━━━━━ EXTRACTED ENTRIES

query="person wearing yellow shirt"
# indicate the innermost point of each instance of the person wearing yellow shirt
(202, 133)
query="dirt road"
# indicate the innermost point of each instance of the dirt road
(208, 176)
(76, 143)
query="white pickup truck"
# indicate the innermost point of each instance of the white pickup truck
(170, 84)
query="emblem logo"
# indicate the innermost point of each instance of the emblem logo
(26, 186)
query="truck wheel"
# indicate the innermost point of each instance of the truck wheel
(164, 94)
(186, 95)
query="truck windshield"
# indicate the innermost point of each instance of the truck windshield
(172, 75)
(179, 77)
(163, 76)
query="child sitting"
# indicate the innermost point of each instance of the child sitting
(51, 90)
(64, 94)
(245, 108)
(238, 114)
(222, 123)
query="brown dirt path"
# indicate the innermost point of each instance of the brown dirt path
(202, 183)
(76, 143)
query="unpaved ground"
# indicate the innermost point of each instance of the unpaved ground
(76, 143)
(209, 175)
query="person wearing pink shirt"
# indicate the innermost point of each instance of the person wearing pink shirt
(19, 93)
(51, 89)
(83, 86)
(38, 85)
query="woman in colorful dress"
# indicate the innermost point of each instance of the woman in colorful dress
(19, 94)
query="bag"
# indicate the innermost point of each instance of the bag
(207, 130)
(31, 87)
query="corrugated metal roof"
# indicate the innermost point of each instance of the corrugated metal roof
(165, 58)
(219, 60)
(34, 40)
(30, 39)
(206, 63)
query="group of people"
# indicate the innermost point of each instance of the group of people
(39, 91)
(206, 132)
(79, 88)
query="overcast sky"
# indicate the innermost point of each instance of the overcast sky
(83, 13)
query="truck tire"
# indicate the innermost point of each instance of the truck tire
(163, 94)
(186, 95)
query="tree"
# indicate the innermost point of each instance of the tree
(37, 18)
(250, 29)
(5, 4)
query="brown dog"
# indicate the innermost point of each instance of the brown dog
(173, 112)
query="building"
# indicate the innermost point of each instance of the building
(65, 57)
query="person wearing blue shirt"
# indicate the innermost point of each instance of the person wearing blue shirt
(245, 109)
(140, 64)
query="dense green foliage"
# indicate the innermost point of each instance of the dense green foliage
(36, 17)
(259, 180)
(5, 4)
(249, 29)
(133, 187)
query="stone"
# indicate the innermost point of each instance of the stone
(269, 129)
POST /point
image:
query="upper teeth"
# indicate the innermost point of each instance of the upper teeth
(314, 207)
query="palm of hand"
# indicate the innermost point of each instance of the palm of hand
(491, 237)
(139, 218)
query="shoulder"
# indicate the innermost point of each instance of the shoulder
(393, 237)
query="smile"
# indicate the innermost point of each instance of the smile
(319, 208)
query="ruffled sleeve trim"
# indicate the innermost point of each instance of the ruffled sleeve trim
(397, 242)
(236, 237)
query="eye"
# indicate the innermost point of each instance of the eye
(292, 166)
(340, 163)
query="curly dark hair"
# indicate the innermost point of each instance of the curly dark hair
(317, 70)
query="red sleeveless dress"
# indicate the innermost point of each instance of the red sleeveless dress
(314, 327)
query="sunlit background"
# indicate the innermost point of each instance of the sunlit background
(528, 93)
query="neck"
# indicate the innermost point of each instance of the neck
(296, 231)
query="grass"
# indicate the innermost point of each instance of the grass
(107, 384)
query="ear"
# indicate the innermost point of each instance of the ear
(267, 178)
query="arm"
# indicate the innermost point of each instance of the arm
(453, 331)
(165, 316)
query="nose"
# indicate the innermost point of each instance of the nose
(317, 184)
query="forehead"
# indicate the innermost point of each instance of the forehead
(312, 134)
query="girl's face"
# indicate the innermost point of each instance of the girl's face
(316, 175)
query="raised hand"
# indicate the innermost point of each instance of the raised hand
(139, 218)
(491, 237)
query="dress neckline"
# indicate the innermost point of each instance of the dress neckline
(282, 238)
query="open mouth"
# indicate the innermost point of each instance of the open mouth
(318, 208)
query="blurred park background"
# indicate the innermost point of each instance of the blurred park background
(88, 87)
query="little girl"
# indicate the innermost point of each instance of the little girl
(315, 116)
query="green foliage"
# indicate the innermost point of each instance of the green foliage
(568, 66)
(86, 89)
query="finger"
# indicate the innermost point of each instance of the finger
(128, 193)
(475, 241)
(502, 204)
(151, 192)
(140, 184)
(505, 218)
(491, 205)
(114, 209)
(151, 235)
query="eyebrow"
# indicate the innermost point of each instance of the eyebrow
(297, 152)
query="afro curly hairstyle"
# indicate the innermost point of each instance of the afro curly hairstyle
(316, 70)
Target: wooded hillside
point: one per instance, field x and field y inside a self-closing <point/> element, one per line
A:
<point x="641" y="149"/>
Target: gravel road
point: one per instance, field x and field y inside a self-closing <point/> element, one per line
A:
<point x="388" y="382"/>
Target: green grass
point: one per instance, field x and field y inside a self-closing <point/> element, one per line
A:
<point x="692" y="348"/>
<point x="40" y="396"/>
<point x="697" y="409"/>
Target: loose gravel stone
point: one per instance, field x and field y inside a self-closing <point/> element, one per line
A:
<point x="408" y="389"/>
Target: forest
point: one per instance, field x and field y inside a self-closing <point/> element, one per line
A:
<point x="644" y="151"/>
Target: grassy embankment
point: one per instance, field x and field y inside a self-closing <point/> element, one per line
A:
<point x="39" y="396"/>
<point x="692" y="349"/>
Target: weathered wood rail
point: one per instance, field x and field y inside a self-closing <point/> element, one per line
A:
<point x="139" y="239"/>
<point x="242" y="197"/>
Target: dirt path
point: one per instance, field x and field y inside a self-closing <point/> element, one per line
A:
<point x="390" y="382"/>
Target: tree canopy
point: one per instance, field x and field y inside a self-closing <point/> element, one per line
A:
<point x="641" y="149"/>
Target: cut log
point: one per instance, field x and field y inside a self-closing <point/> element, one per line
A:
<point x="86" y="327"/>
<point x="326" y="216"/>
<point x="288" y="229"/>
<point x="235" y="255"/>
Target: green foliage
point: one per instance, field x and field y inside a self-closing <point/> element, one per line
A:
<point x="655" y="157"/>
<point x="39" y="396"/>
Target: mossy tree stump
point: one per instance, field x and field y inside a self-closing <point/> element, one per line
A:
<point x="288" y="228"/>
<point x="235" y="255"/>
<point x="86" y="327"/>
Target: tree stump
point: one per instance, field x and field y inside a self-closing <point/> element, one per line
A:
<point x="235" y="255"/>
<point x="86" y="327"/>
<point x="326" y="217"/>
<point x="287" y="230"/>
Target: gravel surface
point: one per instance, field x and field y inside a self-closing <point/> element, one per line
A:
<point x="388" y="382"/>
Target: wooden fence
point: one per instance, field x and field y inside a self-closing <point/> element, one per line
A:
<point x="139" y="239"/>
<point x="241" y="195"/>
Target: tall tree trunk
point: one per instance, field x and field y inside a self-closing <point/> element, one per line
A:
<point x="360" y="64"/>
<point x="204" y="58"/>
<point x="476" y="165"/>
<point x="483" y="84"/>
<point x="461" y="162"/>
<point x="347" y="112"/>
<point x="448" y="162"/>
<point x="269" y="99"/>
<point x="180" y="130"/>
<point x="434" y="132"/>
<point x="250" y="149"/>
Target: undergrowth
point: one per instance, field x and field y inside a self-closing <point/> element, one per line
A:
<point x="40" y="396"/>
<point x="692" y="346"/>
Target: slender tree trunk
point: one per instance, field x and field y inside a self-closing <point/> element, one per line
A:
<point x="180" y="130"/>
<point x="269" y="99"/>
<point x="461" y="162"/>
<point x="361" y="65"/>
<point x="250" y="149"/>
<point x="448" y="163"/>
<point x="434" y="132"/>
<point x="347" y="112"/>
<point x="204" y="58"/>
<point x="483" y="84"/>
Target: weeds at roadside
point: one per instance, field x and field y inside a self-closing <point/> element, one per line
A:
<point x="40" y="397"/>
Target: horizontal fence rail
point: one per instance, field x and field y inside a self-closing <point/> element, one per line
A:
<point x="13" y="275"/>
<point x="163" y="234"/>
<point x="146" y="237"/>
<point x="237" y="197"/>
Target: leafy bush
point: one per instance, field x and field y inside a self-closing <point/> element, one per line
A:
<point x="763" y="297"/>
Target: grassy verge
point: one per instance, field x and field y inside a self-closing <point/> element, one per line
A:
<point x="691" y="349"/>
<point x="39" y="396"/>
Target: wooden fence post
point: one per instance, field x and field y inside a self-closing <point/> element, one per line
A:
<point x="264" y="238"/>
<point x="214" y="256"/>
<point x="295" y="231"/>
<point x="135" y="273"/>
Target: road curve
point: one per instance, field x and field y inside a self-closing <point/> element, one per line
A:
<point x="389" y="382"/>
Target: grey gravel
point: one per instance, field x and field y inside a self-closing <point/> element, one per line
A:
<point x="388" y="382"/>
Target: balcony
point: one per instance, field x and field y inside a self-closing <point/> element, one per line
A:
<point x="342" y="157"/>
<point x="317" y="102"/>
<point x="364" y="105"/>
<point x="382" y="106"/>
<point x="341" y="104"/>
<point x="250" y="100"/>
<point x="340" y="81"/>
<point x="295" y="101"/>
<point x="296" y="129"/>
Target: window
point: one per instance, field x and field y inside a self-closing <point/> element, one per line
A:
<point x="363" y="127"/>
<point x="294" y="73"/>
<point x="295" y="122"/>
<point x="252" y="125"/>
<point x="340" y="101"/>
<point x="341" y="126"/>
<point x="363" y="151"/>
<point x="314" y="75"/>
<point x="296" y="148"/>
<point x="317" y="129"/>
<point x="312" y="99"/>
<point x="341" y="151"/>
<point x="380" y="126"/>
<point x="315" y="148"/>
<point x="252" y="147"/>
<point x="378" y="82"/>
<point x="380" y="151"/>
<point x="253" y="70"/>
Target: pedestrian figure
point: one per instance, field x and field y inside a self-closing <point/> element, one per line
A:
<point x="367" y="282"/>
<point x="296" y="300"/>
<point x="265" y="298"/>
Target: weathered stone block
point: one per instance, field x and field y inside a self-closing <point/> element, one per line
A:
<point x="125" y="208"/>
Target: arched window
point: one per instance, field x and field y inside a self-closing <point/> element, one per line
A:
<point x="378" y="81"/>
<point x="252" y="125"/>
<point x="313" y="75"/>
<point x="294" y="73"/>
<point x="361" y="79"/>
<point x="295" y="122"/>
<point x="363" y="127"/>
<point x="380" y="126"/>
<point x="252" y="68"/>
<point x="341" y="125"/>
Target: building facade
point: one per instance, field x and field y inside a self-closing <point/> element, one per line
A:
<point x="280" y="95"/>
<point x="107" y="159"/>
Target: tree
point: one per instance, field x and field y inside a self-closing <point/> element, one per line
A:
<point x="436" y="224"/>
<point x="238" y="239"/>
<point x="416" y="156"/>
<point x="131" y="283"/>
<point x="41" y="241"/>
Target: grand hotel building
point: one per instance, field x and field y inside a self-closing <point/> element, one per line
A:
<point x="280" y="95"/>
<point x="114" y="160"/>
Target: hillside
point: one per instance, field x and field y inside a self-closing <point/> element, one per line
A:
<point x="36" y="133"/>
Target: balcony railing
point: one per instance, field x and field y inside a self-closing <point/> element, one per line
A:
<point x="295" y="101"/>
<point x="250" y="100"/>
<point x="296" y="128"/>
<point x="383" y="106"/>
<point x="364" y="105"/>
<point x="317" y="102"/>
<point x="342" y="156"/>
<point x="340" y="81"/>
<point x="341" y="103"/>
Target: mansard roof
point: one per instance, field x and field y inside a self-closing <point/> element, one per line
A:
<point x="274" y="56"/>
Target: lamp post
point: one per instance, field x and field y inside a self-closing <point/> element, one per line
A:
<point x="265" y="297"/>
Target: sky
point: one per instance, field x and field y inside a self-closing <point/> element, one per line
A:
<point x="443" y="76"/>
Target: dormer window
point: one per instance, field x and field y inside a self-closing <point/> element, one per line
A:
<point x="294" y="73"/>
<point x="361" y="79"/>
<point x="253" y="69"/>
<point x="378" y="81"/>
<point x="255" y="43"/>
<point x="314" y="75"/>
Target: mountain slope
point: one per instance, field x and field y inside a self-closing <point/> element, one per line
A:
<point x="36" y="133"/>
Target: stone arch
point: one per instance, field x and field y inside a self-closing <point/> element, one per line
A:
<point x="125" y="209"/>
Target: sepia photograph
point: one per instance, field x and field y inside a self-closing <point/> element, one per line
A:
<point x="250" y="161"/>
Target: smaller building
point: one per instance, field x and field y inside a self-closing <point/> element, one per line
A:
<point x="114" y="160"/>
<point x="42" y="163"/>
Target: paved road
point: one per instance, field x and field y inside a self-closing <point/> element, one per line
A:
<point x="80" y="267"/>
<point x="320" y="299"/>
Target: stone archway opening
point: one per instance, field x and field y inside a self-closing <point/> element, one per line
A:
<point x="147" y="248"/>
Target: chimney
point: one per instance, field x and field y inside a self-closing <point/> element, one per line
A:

━━━━━━━━━━

TASK TO COMPLETE: Rewrite the stretch from "Target: chimney" through the end of the material, putting "bell tower" in place of "chimney" and leaving everything else unchanged.

OUTPUT:
Target: bell tower
point: one per instance, field x and field y inside a self-closing <point/> element, one per line
A:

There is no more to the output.